Set problem — Return, word for word, the part of the material below that opens with the line containing "the red soil" and closes with the line containing "pixel 501 565", including both of those lines. Give nothing else.

Data for this exercise —
******************************

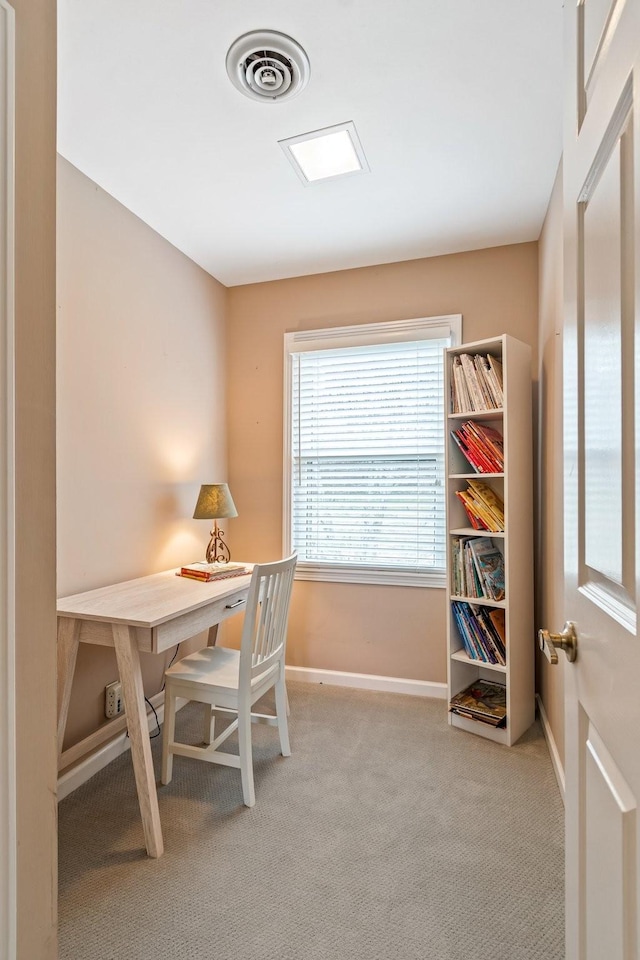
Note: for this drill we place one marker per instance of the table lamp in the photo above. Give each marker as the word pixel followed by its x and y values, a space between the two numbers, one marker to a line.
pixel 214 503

******************************

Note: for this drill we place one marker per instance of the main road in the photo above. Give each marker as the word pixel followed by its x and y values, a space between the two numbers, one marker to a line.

******************************

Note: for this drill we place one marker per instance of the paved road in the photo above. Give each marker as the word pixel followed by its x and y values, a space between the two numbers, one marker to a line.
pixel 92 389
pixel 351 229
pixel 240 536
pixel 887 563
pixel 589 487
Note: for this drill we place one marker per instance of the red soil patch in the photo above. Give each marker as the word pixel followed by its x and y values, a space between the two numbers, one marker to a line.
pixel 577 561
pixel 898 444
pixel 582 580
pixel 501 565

******************************

Result of the exercise —
Note: for this drill we place one marker per instance of the red soil patch in the photo above. Give each marker as the word pixel followed by its x and y values, a space between the two numbers, one marker to a line.
pixel 577 561
pixel 898 444
pixel 582 580
pixel 501 565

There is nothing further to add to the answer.